*Passage for review*
* * * * * * *

Pandemic Reveals Huge Problems in Western Governance

Although it was recently the Christmas and New Year holidays, Westerners did not seem to experience the strong, joyous atmosphere that comes with gathering together. The Delta variant’s spread still posed a threat and was followed closely by the Omicron variant. Under the repeated impact of waves during the COVID-19 pandemic, advanced Western nations that profess to have comprehensive health care and social protection systems have all displayed serious problems, whether in the early pandemic prevention measures or later in critical care policies.

This week, Western countries have set record numbers of new cases in a single day. On Dec. 25, French data indicated that the country exceed 100,000 new infections for the first time. On Christmas Eve, Great Britain reported a record 120,000 daily new confirmed cases. The situation in Germany, Italy, Spain, the Netherlands and Belgium is increasingly severe. On Dec. 28, by 11 a.m. Taiwan time, the U.S. had exceeded an astonishing 410,000 new cases over the previous 24 hours. Many people believe that the U.S. is currently facing a crucial moment in the virus’ spread.

* * * * * * *

(Saved entries)
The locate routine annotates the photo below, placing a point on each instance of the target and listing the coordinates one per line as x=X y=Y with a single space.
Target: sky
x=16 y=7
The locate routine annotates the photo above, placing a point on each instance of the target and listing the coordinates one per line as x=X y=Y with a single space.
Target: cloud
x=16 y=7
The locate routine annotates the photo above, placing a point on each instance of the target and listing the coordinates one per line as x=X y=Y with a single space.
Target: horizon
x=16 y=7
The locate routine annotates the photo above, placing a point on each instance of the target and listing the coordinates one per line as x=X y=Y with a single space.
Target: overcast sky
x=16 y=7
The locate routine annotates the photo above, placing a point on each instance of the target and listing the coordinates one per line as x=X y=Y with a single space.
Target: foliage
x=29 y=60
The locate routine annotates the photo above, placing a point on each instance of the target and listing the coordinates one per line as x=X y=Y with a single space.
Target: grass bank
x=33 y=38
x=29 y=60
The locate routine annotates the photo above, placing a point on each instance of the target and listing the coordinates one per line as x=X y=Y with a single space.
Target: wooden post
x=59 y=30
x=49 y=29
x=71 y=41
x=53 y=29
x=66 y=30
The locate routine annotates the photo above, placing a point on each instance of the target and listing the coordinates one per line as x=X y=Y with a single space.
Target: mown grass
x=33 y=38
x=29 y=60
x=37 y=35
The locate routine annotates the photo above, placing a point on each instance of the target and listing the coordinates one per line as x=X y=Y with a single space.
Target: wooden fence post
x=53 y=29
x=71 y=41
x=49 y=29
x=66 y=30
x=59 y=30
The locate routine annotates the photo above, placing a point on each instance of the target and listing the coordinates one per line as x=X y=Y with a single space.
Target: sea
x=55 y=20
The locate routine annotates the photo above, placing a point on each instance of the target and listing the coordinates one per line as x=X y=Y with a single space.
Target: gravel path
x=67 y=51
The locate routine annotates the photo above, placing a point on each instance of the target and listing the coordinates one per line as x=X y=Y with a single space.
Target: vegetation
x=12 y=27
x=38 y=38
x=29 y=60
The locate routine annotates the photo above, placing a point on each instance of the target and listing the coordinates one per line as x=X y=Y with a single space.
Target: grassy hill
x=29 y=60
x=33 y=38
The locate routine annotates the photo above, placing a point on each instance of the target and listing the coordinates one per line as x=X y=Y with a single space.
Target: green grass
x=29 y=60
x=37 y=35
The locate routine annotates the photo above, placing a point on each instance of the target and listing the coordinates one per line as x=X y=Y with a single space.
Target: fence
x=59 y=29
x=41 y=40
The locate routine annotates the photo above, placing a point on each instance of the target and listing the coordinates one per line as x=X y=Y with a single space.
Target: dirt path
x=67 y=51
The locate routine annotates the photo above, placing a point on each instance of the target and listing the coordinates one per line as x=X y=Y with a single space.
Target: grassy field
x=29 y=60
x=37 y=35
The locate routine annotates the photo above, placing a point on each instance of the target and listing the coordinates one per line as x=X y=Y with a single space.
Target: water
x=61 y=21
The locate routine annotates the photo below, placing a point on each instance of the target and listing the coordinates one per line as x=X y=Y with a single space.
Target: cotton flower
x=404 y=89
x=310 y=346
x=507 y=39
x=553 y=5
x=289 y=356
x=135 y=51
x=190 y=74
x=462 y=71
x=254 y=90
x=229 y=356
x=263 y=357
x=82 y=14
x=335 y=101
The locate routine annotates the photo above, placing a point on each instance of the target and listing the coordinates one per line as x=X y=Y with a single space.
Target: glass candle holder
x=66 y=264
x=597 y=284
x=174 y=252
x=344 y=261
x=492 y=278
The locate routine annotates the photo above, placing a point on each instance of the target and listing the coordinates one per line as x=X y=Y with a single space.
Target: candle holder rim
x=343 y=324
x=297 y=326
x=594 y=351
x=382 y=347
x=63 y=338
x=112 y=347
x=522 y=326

* * * * * * *

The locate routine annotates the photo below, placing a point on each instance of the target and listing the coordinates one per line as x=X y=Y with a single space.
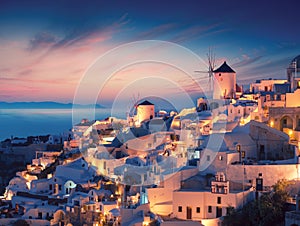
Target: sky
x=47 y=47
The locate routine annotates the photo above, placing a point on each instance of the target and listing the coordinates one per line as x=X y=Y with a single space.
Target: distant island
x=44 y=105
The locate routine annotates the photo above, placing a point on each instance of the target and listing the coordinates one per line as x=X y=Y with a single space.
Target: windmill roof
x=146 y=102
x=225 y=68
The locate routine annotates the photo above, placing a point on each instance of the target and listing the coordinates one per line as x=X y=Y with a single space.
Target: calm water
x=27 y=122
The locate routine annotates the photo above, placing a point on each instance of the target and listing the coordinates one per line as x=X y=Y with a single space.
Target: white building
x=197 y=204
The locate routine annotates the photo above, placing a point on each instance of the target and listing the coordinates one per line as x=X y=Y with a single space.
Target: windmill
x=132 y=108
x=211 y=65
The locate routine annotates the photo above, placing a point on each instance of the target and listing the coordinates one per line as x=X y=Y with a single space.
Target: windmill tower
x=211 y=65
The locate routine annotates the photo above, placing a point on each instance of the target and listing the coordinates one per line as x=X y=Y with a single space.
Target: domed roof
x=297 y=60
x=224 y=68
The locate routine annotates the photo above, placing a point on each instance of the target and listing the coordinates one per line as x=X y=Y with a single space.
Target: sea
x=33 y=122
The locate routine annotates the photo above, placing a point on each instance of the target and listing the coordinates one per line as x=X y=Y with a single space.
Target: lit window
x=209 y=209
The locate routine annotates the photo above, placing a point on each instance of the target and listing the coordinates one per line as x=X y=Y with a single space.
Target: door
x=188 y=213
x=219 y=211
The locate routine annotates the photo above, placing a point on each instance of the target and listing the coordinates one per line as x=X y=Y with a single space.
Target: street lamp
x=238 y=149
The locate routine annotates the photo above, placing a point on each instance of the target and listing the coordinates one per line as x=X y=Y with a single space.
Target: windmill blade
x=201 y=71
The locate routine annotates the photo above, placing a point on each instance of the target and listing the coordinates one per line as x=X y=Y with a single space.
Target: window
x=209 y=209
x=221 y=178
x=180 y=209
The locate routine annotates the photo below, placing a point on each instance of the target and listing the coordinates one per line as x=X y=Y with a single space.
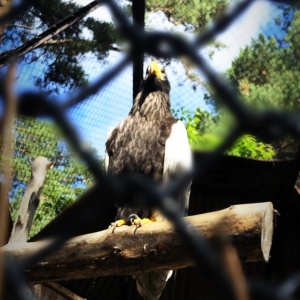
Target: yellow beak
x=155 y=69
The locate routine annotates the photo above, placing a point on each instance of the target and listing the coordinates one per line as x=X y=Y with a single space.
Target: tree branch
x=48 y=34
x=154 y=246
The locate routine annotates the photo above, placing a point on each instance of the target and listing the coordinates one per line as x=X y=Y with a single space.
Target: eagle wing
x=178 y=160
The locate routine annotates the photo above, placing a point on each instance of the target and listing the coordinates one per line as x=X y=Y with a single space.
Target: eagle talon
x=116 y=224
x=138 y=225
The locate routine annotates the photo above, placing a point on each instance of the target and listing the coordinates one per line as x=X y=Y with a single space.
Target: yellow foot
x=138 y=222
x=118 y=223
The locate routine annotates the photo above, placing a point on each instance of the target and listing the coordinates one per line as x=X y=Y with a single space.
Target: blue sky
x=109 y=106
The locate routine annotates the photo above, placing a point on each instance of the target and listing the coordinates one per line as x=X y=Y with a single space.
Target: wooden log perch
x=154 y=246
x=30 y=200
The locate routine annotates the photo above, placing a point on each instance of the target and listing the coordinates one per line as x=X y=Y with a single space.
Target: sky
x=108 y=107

* * * * * * *

*Task set*
• 1. From the pandemic article, copy out the stretch from "This week, Western" through "the virus’ spread." word for word.
• 2. In the pandemic article, how many daily new confirmed cases did Great Britain report on Christmas Eve?

*Your written answers*
• 1.
This week, Western countries have set record numbers of new cases in a single day. On Dec. 25, French data indicated that the country exceed 100,000 new infections for the first time. On Christmas Eve, Great Britain reported a record 120,000 daily new confirmed cases. The situation in Germany, Italy, Spain, the Netherlands and Belgium is increasingly severe. On Dec. 28, by 11 a.m. Taiwan time, the U.S. had exceeded an astonishing 410,000 new cases over the previous 24 hours. Many people believe that the U.S. is currently facing a crucial moment in the virus’ spread.

• 2. A record 120,000.